● **What you need to do**
The entries below need to be transcribed exactly, without their images.

----------

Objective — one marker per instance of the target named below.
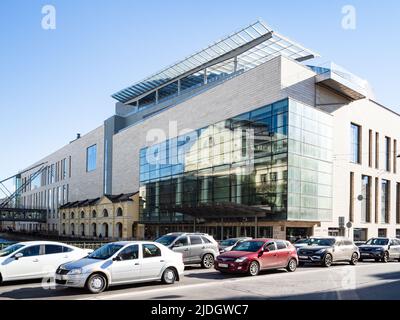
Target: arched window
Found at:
(118, 228)
(94, 230)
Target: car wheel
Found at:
(169, 276)
(354, 259)
(254, 268)
(208, 261)
(292, 265)
(96, 283)
(327, 260)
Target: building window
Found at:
(351, 206)
(382, 233)
(376, 200)
(370, 146)
(355, 144)
(398, 203)
(91, 158)
(385, 201)
(366, 199)
(376, 150)
(388, 156)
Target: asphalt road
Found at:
(340, 282)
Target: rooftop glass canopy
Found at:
(240, 51)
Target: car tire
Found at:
(354, 259)
(96, 283)
(385, 258)
(169, 276)
(254, 268)
(208, 261)
(327, 262)
(292, 265)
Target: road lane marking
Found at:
(213, 283)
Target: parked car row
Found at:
(165, 259)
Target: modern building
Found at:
(246, 137)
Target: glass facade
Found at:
(243, 161)
(91, 158)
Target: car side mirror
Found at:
(18, 255)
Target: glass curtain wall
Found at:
(242, 160)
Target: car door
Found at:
(196, 248)
(152, 262)
(181, 245)
(393, 249)
(126, 267)
(26, 267)
(52, 258)
(283, 253)
(269, 258)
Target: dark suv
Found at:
(195, 247)
(381, 249)
(327, 250)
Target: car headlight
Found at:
(242, 259)
(75, 271)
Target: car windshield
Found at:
(249, 246)
(378, 242)
(105, 252)
(11, 249)
(321, 242)
(166, 240)
(228, 242)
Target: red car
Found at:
(252, 256)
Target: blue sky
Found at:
(56, 83)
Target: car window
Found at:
(67, 249)
(31, 251)
(281, 245)
(130, 253)
(52, 249)
(195, 240)
(205, 240)
(150, 251)
(271, 246)
(182, 240)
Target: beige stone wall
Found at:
(85, 215)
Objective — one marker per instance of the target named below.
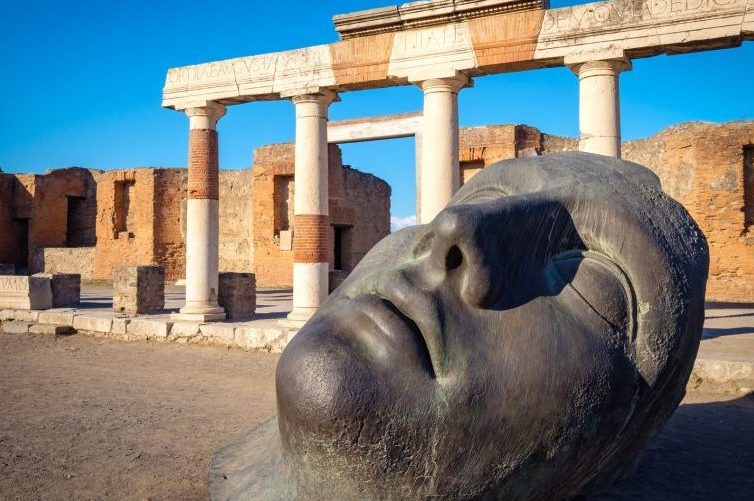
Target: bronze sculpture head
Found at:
(527, 343)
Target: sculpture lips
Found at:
(402, 333)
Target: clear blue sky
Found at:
(81, 85)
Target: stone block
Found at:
(16, 327)
(237, 294)
(286, 240)
(138, 289)
(149, 329)
(120, 326)
(223, 334)
(88, 323)
(25, 293)
(27, 315)
(66, 290)
(53, 317)
(255, 338)
(335, 278)
(185, 329)
(54, 330)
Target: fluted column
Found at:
(440, 174)
(599, 104)
(311, 219)
(202, 216)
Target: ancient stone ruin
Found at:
(528, 343)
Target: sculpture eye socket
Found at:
(454, 258)
(599, 283)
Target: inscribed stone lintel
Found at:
(25, 293)
(492, 42)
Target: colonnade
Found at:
(599, 132)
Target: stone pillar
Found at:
(440, 176)
(202, 216)
(311, 218)
(599, 104)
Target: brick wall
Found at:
(170, 187)
(702, 166)
(79, 260)
(272, 266)
(9, 242)
(136, 245)
(359, 204)
(236, 222)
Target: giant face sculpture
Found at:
(526, 344)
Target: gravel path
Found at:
(86, 418)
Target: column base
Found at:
(297, 318)
(200, 314)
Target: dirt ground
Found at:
(85, 418)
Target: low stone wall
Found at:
(124, 328)
(76, 260)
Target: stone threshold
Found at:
(244, 335)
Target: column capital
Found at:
(205, 117)
(325, 97)
(606, 62)
(450, 84)
(314, 104)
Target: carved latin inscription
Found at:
(436, 52)
(627, 12)
(26, 293)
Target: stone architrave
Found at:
(479, 38)
(25, 293)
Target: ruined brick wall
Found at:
(49, 222)
(79, 260)
(236, 221)
(8, 243)
(273, 266)
(170, 188)
(359, 206)
(125, 220)
(702, 165)
(369, 196)
(56, 209)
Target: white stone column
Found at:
(311, 219)
(202, 216)
(599, 104)
(440, 176)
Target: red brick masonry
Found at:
(203, 165)
(310, 238)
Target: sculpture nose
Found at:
(454, 253)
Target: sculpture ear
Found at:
(600, 283)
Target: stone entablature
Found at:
(423, 14)
(483, 45)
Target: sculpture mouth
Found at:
(401, 332)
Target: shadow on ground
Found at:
(706, 452)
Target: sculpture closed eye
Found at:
(526, 344)
(599, 283)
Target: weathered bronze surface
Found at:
(527, 344)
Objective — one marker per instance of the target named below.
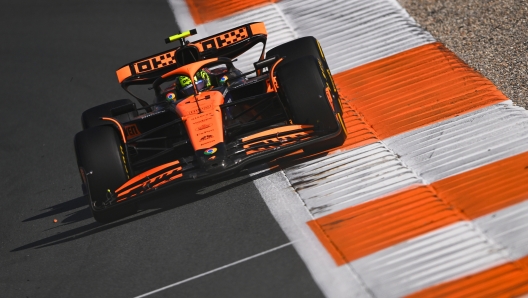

----------

● **Answer area**
Objective — one marker per instance of the target named below.
Target: arched window
Found at:
(118, 228)
(94, 230)
Target: car wheel
Found at:
(169, 276)
(354, 259)
(254, 268)
(208, 261)
(292, 265)
(96, 283)
(327, 260)
Target: building window
Found at:
(351, 206)
(382, 233)
(376, 200)
(370, 146)
(355, 144)
(398, 203)
(91, 158)
(385, 201)
(366, 199)
(376, 150)
(388, 156)
Target: asphalt road
Found at:
(340, 282)
Target: rooftop glass canopy
Found at:
(240, 51)
Target: car tire
Found at:
(354, 259)
(96, 283)
(385, 258)
(169, 276)
(254, 268)
(208, 261)
(327, 262)
(292, 265)
Target: road lane marking
Found at:
(213, 283)
Target: parked car row
Found at:
(165, 259)
Target: modern building
Found at:
(246, 137)
Target: glass facade
Found at:
(243, 161)
(91, 158)
Target: car side mirror
Found at:
(18, 255)
Target: glass curtain wall
Found at:
(242, 160)
Target: car door
Found at:
(196, 248)
(152, 262)
(181, 245)
(393, 249)
(126, 267)
(26, 267)
(52, 258)
(283, 253)
(269, 258)
Target: dark suv
Found at:
(195, 247)
(381, 249)
(327, 250)
Target: car headlight
Found at:
(242, 259)
(75, 271)
Target: car windshield
Found at:
(249, 246)
(378, 242)
(105, 252)
(11, 249)
(321, 242)
(166, 240)
(228, 242)
Target: red car
Found at:
(252, 256)
Target: blue sky
Found at:
(56, 83)
Target: car window
Found at:
(67, 249)
(31, 251)
(281, 245)
(130, 253)
(52, 249)
(195, 240)
(205, 240)
(150, 251)
(271, 246)
(182, 240)
Target: beige stone wall
Found at:
(85, 215)
Objective — one marker per instance of the target named below.
Target: bronze sculpture head
Found at:
(527, 343)
Target: sculpture lips
Found at:
(402, 333)
Target: clear blue sky
Found at:
(81, 85)
Target: stone block
Found at:
(16, 327)
(237, 294)
(286, 240)
(138, 289)
(149, 329)
(120, 326)
(223, 334)
(88, 323)
(25, 293)
(27, 315)
(66, 290)
(53, 317)
(255, 338)
(335, 278)
(185, 329)
(54, 330)
Target: fluted column
Found at:
(440, 174)
(599, 104)
(311, 219)
(202, 216)
Target: ancient stone ruin
Found at:
(528, 343)
Target: sculpture eye socket
Found at:
(454, 258)
(599, 283)
Target: inscribed stone lintel
Found at:
(25, 293)
(492, 42)
Target: colonnade
Found at:
(599, 132)
Target: stone pillar
Found at:
(440, 176)
(202, 216)
(311, 218)
(599, 104)
Target: brick wall
Found at:
(170, 187)
(702, 166)
(79, 260)
(272, 266)
(9, 242)
(136, 245)
(359, 204)
(236, 222)
Target: giant face sculpture
Found at:
(526, 344)
Target: gravel path
Found at:
(86, 418)
Target: column base
Found at:
(297, 318)
(200, 314)
Target: dirt ground
Found at:
(85, 418)
Target: low stone wall
Found at:
(124, 328)
(76, 260)
Target: stone threshold
Found at:
(244, 335)
Target: column capital
Found at:
(205, 117)
(325, 97)
(606, 62)
(450, 84)
(314, 104)
Target: carved latin inscription
Found at:
(436, 52)
(627, 12)
(26, 293)
Target: stone architrave
Found at:
(479, 38)
(25, 293)
Target: ruined brick wall
Found at:
(49, 222)
(79, 260)
(236, 221)
(8, 243)
(273, 266)
(170, 188)
(359, 206)
(125, 220)
(702, 165)
(369, 196)
(56, 209)
Target: white stone column
Found at:
(311, 219)
(202, 216)
(599, 104)
(440, 176)
Target: red brick masonry
Found at:
(203, 165)
(310, 238)
Target: sculpture nose
Found at:
(454, 253)
Target: sculpture ear
Found at:
(600, 283)
Target: stone entablature
Found at:
(423, 14)
(483, 45)
Target: sculpture mouth
Found at:
(401, 332)
Target: shadow on ground
Found at:
(706, 452)
Target: sculpture closed eye
Found at:
(526, 344)
(599, 283)
Target: weathered bronze surface
Found at:
(527, 344)
Objective — one marker per instance of the target named below.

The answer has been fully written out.